Aim =
Give back exactly the lines from the one holding "the open field." to the bottom of the material, both included, and nothing more. No pictures.

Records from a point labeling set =

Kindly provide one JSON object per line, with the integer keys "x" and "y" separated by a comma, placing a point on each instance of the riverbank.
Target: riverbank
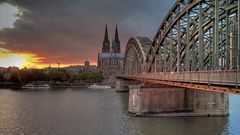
{"x": 52, "y": 85}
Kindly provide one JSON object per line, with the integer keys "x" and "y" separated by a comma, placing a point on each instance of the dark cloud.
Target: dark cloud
{"x": 72, "y": 30}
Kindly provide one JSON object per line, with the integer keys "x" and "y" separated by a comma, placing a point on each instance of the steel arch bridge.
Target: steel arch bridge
{"x": 197, "y": 42}
{"x": 135, "y": 55}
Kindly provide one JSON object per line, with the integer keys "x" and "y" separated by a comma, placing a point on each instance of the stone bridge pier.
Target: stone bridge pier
{"x": 172, "y": 101}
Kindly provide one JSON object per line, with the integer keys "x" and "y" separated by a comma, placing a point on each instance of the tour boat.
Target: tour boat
{"x": 95, "y": 86}
{"x": 36, "y": 86}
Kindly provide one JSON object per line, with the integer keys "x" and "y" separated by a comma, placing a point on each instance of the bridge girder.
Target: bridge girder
{"x": 135, "y": 55}
{"x": 187, "y": 38}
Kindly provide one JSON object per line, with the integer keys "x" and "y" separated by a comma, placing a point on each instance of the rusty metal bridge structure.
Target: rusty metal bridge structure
{"x": 196, "y": 46}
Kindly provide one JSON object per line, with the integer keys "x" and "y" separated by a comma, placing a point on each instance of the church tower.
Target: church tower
{"x": 106, "y": 42}
{"x": 116, "y": 43}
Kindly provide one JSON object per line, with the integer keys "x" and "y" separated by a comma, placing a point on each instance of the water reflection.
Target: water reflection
{"x": 95, "y": 112}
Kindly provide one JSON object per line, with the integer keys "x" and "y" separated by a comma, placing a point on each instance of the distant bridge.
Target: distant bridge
{"x": 196, "y": 46}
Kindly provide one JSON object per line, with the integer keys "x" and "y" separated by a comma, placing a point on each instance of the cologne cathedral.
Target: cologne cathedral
{"x": 110, "y": 60}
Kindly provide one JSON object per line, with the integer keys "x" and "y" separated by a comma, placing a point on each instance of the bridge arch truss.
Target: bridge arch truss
{"x": 135, "y": 55}
{"x": 197, "y": 35}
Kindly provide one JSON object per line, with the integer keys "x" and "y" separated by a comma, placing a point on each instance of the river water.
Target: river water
{"x": 98, "y": 112}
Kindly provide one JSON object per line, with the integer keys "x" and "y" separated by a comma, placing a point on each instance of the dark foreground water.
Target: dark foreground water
{"x": 98, "y": 112}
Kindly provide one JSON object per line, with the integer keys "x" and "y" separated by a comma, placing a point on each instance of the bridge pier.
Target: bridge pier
{"x": 172, "y": 101}
{"x": 122, "y": 85}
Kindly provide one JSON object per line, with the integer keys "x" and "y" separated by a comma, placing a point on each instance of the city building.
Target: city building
{"x": 110, "y": 60}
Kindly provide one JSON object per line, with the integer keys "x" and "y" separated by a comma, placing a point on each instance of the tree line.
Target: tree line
{"x": 58, "y": 75}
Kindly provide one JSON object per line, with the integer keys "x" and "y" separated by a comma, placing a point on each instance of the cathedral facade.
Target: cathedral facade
{"x": 110, "y": 60}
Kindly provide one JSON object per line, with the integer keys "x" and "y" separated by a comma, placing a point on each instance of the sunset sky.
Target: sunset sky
{"x": 36, "y": 33}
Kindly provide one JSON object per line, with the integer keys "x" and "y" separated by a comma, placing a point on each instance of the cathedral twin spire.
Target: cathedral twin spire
{"x": 115, "y": 43}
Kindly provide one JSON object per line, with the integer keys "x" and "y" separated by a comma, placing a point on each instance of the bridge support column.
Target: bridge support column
{"x": 123, "y": 85}
{"x": 172, "y": 101}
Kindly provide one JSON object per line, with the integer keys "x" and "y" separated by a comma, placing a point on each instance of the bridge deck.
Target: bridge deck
{"x": 219, "y": 81}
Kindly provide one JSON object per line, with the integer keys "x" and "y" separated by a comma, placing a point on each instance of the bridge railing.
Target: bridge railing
{"x": 220, "y": 77}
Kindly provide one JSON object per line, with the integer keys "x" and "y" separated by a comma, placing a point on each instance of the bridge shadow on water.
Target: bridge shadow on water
{"x": 182, "y": 125}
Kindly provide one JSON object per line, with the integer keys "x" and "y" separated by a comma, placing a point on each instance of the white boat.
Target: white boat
{"x": 36, "y": 86}
{"x": 95, "y": 86}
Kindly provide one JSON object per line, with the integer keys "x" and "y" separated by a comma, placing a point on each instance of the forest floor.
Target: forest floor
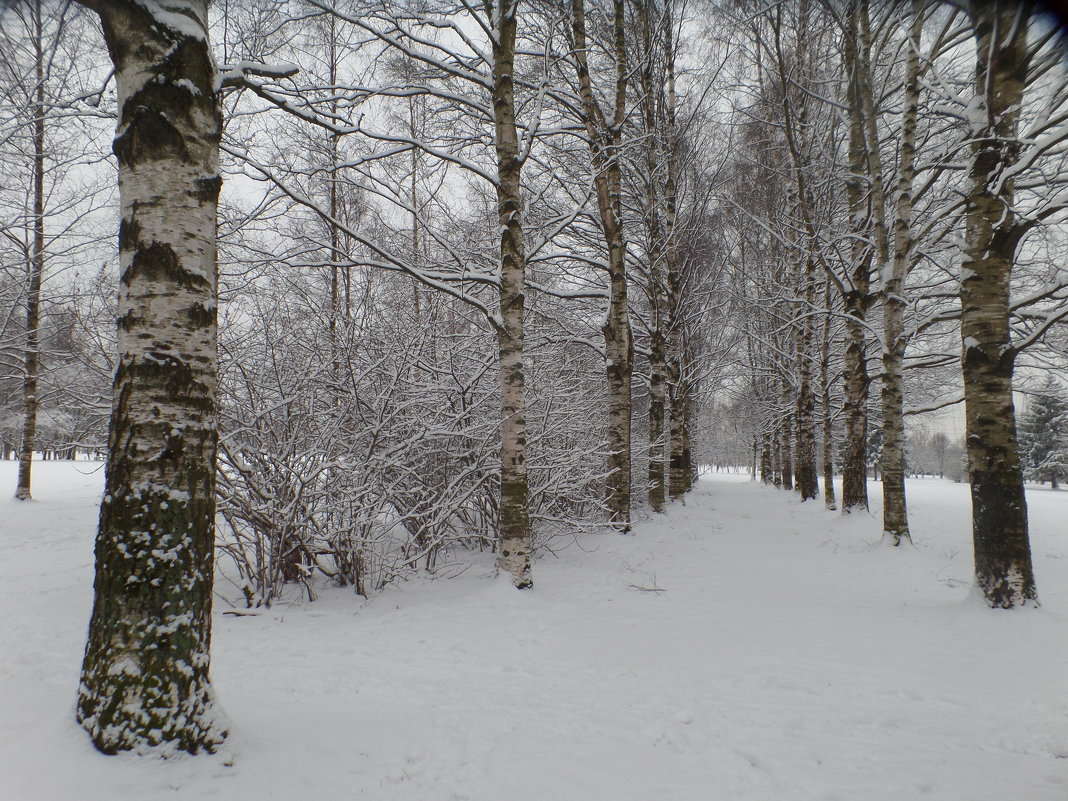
{"x": 742, "y": 647}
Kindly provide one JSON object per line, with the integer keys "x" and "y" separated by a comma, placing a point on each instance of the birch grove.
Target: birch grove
{"x": 402, "y": 282}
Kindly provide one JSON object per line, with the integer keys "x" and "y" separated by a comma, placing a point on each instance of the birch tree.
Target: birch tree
{"x": 605, "y": 129}
{"x": 144, "y": 679}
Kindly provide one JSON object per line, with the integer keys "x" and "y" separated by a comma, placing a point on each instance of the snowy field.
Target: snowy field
{"x": 743, "y": 647}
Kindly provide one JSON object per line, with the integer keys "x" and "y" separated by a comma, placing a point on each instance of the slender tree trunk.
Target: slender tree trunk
{"x": 515, "y": 552}
{"x": 36, "y": 267}
{"x": 678, "y": 462}
{"x": 895, "y": 516}
{"x": 856, "y": 298}
{"x": 825, "y": 382}
{"x": 807, "y": 481}
{"x": 767, "y": 470}
{"x": 144, "y": 680}
{"x": 1003, "y": 566}
{"x": 655, "y": 253}
{"x": 605, "y": 143}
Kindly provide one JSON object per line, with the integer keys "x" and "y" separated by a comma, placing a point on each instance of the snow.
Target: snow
{"x": 745, "y": 646}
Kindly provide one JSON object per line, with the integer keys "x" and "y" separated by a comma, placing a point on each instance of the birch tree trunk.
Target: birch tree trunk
{"x": 605, "y": 136}
{"x": 1003, "y": 566}
{"x": 515, "y": 548}
{"x": 895, "y": 517}
{"x": 767, "y": 471}
{"x": 144, "y": 679}
{"x": 807, "y": 482}
{"x": 857, "y": 299}
{"x": 36, "y": 266}
{"x": 828, "y": 414}
{"x": 655, "y": 254}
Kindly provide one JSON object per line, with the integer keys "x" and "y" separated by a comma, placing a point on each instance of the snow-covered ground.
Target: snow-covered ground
{"x": 742, "y": 647}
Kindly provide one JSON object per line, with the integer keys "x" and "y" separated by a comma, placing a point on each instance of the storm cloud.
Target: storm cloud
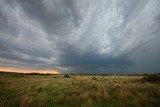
{"x": 81, "y": 36}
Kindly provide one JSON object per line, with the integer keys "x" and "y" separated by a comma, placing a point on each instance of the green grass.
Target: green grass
{"x": 29, "y": 90}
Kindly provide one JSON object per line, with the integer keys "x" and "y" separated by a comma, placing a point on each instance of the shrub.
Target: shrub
{"x": 152, "y": 78}
{"x": 67, "y": 76}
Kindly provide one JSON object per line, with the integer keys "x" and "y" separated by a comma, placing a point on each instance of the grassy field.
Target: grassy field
{"x": 28, "y": 90}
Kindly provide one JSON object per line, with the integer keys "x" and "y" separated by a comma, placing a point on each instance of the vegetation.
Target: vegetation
{"x": 77, "y": 90}
{"x": 152, "y": 78}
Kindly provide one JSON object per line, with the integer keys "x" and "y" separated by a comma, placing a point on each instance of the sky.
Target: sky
{"x": 81, "y": 36}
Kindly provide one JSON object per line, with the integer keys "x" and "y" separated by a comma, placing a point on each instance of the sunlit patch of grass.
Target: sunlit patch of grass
{"x": 79, "y": 90}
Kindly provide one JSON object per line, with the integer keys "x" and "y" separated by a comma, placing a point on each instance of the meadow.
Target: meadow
{"x": 37, "y": 90}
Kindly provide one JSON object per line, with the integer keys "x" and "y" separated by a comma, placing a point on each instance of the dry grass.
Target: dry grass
{"x": 79, "y": 90}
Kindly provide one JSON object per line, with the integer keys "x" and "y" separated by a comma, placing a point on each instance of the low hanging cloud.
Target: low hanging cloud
{"x": 81, "y": 36}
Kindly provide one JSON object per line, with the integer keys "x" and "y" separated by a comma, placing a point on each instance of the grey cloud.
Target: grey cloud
{"x": 81, "y": 36}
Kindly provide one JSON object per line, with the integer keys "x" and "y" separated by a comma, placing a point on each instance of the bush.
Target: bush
{"x": 152, "y": 78}
{"x": 67, "y": 76}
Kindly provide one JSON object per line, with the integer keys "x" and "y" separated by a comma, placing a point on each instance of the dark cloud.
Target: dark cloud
{"x": 81, "y": 36}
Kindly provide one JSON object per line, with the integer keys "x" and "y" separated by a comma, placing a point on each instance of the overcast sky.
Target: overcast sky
{"x": 81, "y": 36}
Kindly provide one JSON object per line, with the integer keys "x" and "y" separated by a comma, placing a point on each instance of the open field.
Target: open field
{"x": 28, "y": 90}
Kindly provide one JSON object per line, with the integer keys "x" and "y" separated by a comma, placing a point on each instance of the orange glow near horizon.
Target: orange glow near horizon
{"x": 3, "y": 69}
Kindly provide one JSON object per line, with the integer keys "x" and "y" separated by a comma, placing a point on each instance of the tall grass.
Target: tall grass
{"x": 79, "y": 91}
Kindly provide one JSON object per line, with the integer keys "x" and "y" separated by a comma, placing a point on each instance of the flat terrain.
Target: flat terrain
{"x": 77, "y": 90}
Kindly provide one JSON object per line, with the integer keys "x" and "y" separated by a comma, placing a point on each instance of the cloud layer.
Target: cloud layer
{"x": 81, "y": 36}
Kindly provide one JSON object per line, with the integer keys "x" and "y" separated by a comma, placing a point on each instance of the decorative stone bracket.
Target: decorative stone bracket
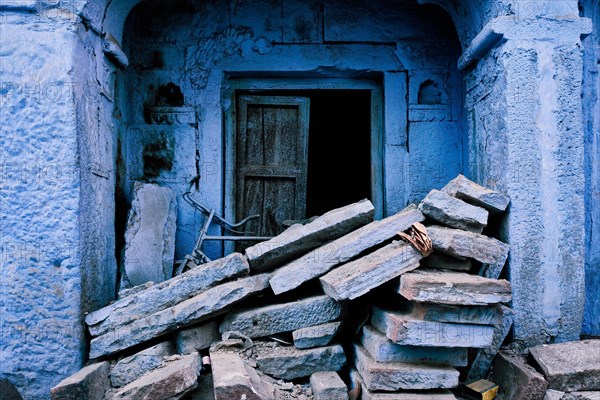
{"x": 563, "y": 29}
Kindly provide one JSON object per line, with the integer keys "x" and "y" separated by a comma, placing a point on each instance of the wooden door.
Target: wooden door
{"x": 272, "y": 157}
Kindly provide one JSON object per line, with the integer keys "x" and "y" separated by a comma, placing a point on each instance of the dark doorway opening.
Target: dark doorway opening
{"x": 339, "y": 149}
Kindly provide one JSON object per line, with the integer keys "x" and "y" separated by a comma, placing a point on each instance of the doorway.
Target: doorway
{"x": 300, "y": 153}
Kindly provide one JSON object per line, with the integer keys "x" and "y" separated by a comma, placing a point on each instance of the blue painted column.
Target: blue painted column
{"x": 524, "y": 113}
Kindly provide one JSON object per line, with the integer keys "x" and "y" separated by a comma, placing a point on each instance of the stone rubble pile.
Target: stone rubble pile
{"x": 325, "y": 310}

Task solution =
Kindly provide one JSON object per line, with the integer keys "x" and "y" separated by a comma, placing a point on each instance of the open field.
Target: open field
{"x": 28, "y": 90}
Kindly provide one JSON object per line, with the integer keys "x" and "y" separated by a comma, placing a point on each instance of the orange glow near horizon.
Target: orange glow near horizon
{"x": 3, "y": 69}
Kindly provide one JSON object per line, with the integer keys "x" and "y" separated by a comma, placing a point on each instance of the tall grass.
Target: tall grass
{"x": 79, "y": 91}
Kindly provide one JSON object per line, with the integer keys "x" and "y" separated by a comma, placing a point on each instance of the flat terrain.
Target: flat terrain
{"x": 77, "y": 90}
Kindly provide one JSON object per line, with the integer keys "x" and "y" separated by a comma, placing a point on each instance of the cloud layer.
Target: cloud layer
{"x": 81, "y": 36}
Kindly provide one JSON object per line, with the integer keys "x" and "y" separated by a comma, placing a point on each instance of the decorative stone bracket.
Target: decorative stone bracket
{"x": 563, "y": 29}
Kindly provide one JSON object per line, with the integer keys "x" and "y" separated by a comma, placing a point on each instance of the wooden door.
Target: wooden door
{"x": 272, "y": 157}
Kindly provide one JSON object per line, with the integer keys "x" and "y" separated by a comma, placing a point on each instance of the dark doorway opening.
Target: dark doorway opening
{"x": 339, "y": 149}
Kindly provide one JSON object per line, with the integer keys "x" and "y" separated by a comma, placing a point on each instance of the doorway.
Target: doorway
{"x": 300, "y": 153}
Kindly provide one JSON object per line, with the integer keys "x" and "y" separated by a comma, placing a point on each instance of the blue painted column.
Target: blue painted column
{"x": 524, "y": 113}
Kindly provide one JSON object per line, with the integer keys "x" and "y" separated by a comma, placing a point on each instance of the stone rubble pile.
Target: stone rubble pile
{"x": 325, "y": 310}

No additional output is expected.